------ 本文
対策としては、入居者側に「オーナーが隣に住んでいることを知られないようにする」ことが第一です。
したがって、入居者とオーナーが顔を合わせることにならないように動線を分け(具体的な手段としては出入り口が重ならないようにする等)、その上でクレームをはじめとした対応を管理会社へ一任するのが有効です。
1-6.失敗事例6 :修繕費の負担
「入居者が入れ替わるタイミングで部屋を見に行ったら、想像以上に部屋が汚れていて修復に高額なお金がかかりそう…」
賃貸経営を始めると「部屋の経年劣化とそれに伴う改修」に直面します。
通常、入居者が故意に部屋を汚したり壊したりした場合でない限り、部屋の劣化はオーナー自身が負担する必要があります。
------------
------ 表示データ
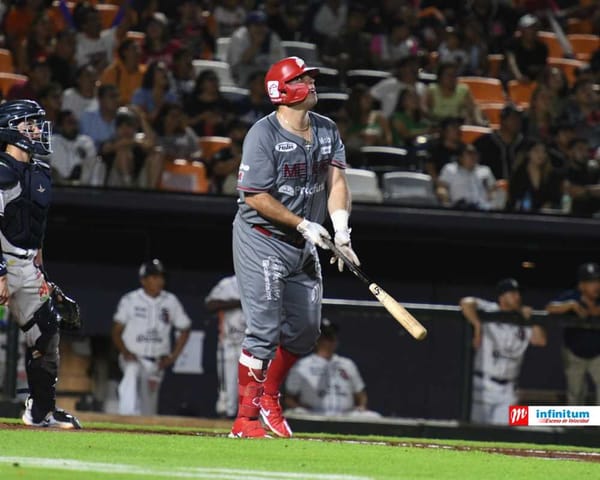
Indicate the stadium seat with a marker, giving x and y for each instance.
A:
------------
- _作業指示_
1. 本文の「したがって、入居者とオーナー」から「身が負担する必要があります。」までを、一字も変えずにすべて書き出すこと。
2. 本文によると、入居者が故意に部屋を汚したり壊したりした場合を除き、部屋の劣化は誰が負担するか。

- _課題別解答_
1.
したがって、入居者とオーナーが顔を合わせることにならないように動線を分け(具体的な手段としては出入り口が重ならないようにする等)、その上でクレームをはじめとした対応を管理会社へ一任するのが有効です。
1-6.失敗事例6 :修繕費の負担
「入居者が入れ替わるタイミングで部屋を見に行ったら、想像以上に部屋が汚れていて修復に高額なお金がかかりそう…」
賃貸経営を始めると「部屋の経年劣化とそれに伴う改修」に直面します。
通常、入居者が故意に部屋を汚したり壊したりした場合でない限り、部屋の劣化はオーナー自身が負担する必要があります。

2. オーナー自身が負担する。